====== Excerpt ======

Any assessee mentioned in column C of the Table in sub-section (2), who claims that––

  • (a) the profits or gains actually earned from the specified business or profession are lower than the profits or gains computed in the manner mentioned in column E of the said Table; and
  • (b) whose total income exceeds the maximum amount which is not chargeable to tax, shall be required to–– (i) keep and maintain such books of account and other documents as required under section 62; and (ii) get the accounts audited and furnish a report of such audit as required under section 63.

58(4)

Any loss, allowance or deduction allowable under the provisions of this Act, shall not be allowed against the income computed in the manner specified in sub-section (1).

58(5)

For the purposes of sub-section (2)(Table: Sl. No. 2), where the assessee is a firm, the salary and interest paid to its partners shall be deducted from the income computed under sub-section (1) subject to the conditions and limits specified in section 35(f).

58(6)

The written down value of any asset used for the purposes of specified business or profession shall be computed as if the assessee mentioned in column C of the Table in sub-section (2) had claimed and was actually allowed depreciation thereon for each of the relevant tax years.

58(7)

Where an eligible assessee declares profit for any tax year as per the provisions of sub-section (2) (Table: Sl. No. 1) and he declares profit for any of the five tax years succeeding such tax year in contravention of the provisions of sub-section (1), then he shall not be eligible to claim the benefit of the provisions of this section for five tax years subsequent to the tax year in which the profit has not been declared as per the provisions of the said sub-section.

58(8)

Irrespective of anything contained in foregoing provision of this section, where provisions of sub-section (7) are applicable to an eligible assessee and his total income exceeds the maximum amount which is not chargeable to income-tax, he shall be required to keep and maintain such books of account and other documents as required under section 62(2) and get them audited and furnish a report of such audit as required under section 63.

58(9)

For the purposes of sub-section (2) (Table: Sl. Nos. 1 and 3), the receipt of amount or aggregate of amounts by a cheque drawn on a bank or by a bank draft, which is not account payee, shall be deemed to be the receipt in cash.

58(10)

In this section,––

  • (a) “eligible assessee” means an individual, a Hindu undivided family, or a firm other than a limited liability partnership, who is resident in India, who–– (i) has not claimed any deduction under section 141; or (ii) has not claimed any deduction under Chapter VIII-C for the relevant tax year; or (iii) does not carry on specified profession as defined in section 62(1)(a), and (c); or (iv) does not earn any income in the nature of commission or brokerage; or (v) does not carry on any agency business;
  • (b) “specified assessee” means an individual or a firm, other than a limited liability partnership, who is a resident in India;
  • (c) “limited liability partnership” shall have the same meaning as assigned to it in section 2(n) of the Limited Liability Partnership Act, 2008;
  • (d) the expressions “goods carriage”, “gross vehicle weight” and “unladen weight” shall have the same meaning as respectively assigned to them in section 2 of the Motor Vehicles Act, 1988;
  • (e) “heavy goods vehicle” means any goods carriage, the gross vehicle weight of which exceeds 12,000 kilograms; and
  • (f) an assessee, who is in possession of a goods carriage, whether taken on hire purchase or on instalments and for which the whole or part of the amount payable is still due, shall be deemed to be the owner of such goods carriage.

====== Supplied data ======

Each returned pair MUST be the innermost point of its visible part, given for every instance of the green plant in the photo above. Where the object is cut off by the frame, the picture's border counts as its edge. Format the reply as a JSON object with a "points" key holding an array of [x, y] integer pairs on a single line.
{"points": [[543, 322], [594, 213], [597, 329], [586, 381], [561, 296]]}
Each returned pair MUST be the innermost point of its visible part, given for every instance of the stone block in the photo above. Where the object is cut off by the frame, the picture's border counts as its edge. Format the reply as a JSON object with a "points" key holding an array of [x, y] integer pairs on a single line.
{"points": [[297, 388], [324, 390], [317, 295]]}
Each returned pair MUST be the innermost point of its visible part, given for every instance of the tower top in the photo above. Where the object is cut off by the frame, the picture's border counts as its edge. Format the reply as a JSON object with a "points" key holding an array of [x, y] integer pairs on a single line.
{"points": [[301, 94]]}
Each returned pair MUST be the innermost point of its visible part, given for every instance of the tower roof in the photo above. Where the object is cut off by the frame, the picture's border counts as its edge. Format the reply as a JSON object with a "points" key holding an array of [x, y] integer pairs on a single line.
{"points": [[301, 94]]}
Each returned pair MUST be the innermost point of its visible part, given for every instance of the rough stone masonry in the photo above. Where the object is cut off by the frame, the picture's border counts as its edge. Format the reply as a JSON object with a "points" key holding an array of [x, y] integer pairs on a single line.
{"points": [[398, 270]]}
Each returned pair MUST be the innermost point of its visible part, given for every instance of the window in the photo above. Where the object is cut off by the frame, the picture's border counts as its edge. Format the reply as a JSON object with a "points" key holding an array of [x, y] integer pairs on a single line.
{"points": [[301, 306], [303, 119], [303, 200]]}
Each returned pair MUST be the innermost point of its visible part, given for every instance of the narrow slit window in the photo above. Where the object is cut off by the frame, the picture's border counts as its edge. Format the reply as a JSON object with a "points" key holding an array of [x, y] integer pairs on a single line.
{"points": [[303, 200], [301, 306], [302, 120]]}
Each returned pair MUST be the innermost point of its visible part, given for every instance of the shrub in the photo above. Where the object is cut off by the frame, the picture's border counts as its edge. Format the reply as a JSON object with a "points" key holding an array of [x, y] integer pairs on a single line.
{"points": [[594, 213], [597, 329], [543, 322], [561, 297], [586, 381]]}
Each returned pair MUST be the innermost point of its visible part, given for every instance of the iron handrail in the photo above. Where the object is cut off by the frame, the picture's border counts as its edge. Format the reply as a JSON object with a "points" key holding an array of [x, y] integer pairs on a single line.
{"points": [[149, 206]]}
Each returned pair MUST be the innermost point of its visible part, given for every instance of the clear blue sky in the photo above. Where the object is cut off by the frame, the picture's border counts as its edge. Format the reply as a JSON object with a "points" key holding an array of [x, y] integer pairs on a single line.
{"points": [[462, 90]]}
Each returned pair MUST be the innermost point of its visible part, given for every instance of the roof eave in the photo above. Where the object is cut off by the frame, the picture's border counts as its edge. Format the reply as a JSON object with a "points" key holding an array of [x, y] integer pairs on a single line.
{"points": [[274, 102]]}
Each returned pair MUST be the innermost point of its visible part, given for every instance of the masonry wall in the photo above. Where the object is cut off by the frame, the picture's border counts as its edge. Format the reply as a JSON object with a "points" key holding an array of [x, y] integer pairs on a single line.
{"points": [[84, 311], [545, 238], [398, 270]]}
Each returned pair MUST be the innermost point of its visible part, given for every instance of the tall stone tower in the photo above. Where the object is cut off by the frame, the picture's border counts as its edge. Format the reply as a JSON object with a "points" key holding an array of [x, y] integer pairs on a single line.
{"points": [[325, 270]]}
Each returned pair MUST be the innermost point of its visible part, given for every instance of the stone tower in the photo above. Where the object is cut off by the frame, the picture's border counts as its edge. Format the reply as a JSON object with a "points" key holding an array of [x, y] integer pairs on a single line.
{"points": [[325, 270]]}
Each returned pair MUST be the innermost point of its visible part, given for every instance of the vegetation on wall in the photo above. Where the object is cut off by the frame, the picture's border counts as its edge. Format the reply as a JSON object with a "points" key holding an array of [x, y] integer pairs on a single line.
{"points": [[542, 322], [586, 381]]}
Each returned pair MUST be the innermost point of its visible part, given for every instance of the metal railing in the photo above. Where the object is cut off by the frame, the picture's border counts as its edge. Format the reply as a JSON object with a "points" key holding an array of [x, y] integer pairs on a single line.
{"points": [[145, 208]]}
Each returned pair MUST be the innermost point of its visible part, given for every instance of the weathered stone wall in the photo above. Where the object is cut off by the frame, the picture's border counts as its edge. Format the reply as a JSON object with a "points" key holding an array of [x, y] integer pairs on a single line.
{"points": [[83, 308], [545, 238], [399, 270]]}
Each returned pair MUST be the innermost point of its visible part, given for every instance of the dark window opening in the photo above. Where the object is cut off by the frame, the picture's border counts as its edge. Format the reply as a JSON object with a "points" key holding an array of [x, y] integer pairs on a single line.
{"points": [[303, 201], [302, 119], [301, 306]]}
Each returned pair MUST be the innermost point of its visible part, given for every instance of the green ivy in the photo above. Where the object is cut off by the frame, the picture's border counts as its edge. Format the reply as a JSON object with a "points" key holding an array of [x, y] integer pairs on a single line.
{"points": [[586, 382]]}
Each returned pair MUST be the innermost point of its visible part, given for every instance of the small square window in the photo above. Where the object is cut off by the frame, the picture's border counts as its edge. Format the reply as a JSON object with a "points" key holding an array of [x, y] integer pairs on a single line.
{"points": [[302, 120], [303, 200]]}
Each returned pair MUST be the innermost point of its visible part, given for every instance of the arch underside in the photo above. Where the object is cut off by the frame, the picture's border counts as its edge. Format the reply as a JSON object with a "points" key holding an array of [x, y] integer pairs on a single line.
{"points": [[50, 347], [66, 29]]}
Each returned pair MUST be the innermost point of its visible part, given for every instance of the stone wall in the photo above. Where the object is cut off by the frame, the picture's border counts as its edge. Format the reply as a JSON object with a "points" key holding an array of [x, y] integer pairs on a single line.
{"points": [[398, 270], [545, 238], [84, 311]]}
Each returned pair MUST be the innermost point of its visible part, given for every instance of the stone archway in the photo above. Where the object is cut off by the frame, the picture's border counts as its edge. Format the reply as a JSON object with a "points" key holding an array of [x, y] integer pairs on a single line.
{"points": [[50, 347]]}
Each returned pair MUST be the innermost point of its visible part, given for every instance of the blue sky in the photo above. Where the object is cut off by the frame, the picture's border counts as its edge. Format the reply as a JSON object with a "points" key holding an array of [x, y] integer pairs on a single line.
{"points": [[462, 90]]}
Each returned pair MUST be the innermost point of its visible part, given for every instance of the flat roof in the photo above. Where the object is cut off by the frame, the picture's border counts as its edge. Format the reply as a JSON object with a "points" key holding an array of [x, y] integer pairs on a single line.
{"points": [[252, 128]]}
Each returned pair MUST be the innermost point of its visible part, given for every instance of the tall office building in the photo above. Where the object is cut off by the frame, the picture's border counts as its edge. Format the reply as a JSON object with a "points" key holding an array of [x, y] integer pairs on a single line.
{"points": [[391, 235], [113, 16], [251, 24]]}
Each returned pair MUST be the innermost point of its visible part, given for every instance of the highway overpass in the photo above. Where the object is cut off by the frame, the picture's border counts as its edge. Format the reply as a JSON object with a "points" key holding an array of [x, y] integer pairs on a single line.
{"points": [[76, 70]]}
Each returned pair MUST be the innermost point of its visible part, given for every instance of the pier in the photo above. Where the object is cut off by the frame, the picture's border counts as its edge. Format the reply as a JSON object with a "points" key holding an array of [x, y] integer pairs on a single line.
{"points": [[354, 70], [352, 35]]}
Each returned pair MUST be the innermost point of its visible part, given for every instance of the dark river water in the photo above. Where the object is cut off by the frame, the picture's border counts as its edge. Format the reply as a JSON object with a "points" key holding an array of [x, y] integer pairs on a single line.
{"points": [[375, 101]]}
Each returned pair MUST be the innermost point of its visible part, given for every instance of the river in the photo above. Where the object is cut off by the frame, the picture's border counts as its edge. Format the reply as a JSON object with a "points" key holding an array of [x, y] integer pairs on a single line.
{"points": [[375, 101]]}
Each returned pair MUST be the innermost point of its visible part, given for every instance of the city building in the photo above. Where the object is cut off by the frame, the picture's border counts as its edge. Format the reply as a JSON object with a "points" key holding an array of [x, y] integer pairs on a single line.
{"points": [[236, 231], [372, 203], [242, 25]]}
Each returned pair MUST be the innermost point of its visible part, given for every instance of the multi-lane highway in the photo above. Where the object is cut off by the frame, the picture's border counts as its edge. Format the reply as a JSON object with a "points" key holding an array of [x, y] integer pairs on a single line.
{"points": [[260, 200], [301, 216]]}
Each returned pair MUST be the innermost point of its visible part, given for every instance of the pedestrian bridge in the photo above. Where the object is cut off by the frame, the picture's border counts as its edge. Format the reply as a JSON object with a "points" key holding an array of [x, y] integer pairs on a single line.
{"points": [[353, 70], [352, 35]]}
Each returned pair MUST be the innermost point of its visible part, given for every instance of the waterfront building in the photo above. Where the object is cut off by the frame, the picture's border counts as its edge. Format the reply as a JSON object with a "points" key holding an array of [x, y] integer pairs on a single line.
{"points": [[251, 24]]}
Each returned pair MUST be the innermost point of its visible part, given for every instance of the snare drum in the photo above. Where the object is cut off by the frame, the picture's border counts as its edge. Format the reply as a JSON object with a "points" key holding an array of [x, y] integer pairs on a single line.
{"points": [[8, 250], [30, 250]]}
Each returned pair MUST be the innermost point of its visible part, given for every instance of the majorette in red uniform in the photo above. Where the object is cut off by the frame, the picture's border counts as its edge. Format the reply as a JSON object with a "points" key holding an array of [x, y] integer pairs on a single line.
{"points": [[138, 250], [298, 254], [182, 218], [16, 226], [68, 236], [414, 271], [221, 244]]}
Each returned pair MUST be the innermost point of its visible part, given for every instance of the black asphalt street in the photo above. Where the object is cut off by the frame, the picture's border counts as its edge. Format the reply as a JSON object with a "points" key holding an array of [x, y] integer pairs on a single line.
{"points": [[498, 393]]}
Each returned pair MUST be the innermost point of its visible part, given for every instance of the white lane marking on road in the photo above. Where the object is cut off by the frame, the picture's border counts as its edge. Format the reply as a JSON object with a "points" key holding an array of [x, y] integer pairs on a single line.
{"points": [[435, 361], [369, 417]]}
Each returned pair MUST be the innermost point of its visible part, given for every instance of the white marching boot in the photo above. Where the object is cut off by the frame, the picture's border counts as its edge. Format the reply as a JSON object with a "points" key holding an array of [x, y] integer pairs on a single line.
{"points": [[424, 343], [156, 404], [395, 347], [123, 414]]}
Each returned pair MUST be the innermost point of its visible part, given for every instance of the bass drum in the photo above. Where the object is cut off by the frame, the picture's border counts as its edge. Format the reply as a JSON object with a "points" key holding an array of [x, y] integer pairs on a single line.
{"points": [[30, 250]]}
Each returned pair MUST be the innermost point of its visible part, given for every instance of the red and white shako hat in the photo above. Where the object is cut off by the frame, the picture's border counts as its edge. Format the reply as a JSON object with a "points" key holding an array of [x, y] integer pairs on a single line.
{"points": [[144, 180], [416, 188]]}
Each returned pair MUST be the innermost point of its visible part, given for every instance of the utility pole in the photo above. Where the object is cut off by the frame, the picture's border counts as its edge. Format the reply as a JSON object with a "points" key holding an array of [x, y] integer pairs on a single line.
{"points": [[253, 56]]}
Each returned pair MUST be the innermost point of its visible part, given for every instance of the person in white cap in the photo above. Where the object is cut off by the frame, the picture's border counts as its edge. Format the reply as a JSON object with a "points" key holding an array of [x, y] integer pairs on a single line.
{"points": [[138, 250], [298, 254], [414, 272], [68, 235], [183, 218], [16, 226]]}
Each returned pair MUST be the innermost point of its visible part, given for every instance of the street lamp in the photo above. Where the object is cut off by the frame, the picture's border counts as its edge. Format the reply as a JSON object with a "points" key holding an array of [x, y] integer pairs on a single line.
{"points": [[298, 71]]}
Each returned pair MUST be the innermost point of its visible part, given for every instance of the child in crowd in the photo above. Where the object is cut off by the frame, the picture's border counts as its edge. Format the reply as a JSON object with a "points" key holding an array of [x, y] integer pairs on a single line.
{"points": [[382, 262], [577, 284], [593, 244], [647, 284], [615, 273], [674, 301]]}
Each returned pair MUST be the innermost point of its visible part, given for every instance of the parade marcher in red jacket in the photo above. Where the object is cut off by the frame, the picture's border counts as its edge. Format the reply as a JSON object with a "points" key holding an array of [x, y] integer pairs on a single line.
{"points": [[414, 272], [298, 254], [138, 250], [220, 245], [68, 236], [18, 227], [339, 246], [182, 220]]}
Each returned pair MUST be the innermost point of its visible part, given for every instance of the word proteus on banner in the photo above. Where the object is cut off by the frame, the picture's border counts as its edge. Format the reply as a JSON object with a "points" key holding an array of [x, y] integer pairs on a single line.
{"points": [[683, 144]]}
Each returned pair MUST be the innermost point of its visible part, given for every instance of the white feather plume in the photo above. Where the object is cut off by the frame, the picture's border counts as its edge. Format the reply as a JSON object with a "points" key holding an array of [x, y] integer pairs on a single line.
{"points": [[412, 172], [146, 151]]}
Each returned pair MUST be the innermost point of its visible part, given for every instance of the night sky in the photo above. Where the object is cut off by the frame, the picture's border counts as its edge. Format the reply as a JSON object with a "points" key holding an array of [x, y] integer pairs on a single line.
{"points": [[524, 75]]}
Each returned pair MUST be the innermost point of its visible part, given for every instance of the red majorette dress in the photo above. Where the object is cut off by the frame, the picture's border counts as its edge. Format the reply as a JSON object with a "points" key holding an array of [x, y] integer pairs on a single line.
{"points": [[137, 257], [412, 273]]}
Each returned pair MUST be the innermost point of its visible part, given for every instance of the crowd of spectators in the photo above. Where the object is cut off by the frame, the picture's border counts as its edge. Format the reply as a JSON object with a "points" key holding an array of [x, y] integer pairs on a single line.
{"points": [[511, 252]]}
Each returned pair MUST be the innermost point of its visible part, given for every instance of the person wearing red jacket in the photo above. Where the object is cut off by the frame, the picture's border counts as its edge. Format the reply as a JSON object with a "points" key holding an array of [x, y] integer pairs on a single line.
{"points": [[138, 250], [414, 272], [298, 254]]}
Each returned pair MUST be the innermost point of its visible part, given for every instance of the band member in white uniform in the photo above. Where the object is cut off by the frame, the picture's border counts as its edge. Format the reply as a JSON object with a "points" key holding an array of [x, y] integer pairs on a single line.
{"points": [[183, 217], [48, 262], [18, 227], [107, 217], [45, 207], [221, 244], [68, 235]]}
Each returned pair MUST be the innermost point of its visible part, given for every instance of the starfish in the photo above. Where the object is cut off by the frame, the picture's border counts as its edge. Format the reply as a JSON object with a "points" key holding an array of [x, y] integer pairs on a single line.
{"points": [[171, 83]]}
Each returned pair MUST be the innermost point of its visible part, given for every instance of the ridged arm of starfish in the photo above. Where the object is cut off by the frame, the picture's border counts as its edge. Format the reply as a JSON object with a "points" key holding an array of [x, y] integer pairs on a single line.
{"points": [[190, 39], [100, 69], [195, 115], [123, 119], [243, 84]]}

======

• **Objective 1**:
Rewrite the tax-law excerpt from "For the purposes of sub-section (2)(Table: Sl." up to and including "relevant tax years.", changing "partners" to "members".
• **Objective 2**:
Tally the lines of the listing that contain the string "wall", treating uppercase and lowercase as different. Reply with the number only.

• **Written answer 1**:
For the purposes of sub-section (2)(Table: Sl. No. 2), where the assessee is a firm, the salary and interest paid to its members shall be deducted from the income computed under sub-section (1) subject to the conditions and limits specified in section 35(f).

58(6)

The written down value of any asset used for the purposes of specified business or profession shall be computed as if the assessee mentioned in column C of the Table in sub-section (2) had claimed and was actually allowed depreciation thereon for each of the relevant tax years.

• **Written answer 2**:
4